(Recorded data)
..............................
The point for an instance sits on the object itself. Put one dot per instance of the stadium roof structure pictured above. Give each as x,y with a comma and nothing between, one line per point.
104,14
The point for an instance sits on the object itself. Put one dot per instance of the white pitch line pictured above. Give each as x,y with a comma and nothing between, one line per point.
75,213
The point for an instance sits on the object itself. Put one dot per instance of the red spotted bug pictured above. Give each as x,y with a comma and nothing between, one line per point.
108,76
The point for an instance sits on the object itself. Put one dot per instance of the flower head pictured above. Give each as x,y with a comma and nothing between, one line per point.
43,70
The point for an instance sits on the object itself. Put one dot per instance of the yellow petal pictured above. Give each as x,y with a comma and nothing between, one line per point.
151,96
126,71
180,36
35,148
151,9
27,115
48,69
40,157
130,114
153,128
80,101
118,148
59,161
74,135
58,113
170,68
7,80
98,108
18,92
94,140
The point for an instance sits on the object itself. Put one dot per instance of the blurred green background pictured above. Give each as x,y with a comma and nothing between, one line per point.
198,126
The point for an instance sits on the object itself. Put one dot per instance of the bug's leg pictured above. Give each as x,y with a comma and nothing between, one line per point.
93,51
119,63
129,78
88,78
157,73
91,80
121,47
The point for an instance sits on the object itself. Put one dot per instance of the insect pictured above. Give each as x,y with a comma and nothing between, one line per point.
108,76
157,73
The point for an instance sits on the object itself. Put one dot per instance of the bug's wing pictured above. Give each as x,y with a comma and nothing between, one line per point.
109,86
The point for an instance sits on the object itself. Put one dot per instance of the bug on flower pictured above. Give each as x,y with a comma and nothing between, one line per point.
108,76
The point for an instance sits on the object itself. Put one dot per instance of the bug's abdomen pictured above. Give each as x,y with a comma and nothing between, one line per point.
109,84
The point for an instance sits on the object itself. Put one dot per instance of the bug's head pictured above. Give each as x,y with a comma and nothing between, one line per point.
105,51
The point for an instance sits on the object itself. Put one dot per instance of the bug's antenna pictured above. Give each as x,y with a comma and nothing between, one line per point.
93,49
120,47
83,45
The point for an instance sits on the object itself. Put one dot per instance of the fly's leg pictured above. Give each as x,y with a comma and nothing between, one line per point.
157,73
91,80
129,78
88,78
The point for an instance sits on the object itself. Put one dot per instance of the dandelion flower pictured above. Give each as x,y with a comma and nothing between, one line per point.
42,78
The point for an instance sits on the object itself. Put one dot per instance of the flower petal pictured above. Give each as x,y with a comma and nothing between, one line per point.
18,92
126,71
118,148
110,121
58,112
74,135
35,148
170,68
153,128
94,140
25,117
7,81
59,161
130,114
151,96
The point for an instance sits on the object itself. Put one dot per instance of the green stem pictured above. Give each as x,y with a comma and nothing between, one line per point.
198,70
..............................
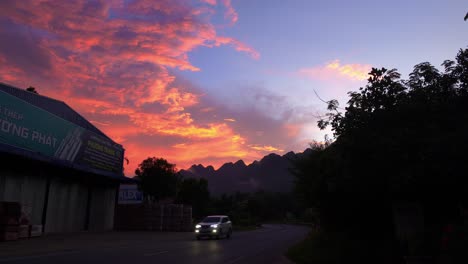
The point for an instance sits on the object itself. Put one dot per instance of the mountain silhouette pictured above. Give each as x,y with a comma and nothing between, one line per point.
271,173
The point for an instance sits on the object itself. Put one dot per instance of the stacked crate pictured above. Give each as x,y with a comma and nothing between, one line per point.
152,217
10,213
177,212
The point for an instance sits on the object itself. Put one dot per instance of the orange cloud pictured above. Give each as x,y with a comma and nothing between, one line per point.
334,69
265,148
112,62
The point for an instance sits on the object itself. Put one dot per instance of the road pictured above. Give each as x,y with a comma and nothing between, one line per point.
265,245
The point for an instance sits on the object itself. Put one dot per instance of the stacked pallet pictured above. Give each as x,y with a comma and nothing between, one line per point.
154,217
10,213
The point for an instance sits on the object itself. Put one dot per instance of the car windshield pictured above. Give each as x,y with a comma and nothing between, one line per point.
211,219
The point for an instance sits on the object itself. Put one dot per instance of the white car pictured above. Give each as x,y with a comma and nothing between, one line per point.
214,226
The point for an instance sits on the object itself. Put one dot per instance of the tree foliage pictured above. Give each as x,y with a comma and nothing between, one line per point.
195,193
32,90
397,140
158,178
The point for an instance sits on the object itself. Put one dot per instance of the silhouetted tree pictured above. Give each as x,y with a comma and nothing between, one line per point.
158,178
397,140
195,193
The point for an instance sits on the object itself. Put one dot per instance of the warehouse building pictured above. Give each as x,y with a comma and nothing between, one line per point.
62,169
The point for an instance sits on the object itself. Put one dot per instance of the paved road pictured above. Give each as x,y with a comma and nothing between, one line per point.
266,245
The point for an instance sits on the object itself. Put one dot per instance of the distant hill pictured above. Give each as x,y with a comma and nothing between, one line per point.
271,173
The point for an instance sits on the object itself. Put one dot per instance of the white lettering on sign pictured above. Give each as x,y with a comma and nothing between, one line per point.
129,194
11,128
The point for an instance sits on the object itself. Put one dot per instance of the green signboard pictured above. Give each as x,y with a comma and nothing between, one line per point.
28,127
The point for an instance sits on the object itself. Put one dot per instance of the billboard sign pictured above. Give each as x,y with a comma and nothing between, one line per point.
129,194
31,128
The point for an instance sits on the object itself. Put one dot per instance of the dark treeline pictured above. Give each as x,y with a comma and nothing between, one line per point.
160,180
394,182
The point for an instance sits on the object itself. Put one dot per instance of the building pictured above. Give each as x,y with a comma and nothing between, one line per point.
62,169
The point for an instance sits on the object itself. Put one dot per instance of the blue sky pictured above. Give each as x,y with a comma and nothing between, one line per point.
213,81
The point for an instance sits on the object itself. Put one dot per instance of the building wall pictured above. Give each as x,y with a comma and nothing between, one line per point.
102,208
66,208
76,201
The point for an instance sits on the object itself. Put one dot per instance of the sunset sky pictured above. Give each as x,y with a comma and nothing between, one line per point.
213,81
..............................
* What is being asked: Which lines above contain the word "antenna"? Extract each one in full.

* Solution for this exercise:
The point for an instance sits on the object itself. Put one dot per instance of the bug's antenna pictured above. Give each as x,y with a comma and nothing between, one line per point.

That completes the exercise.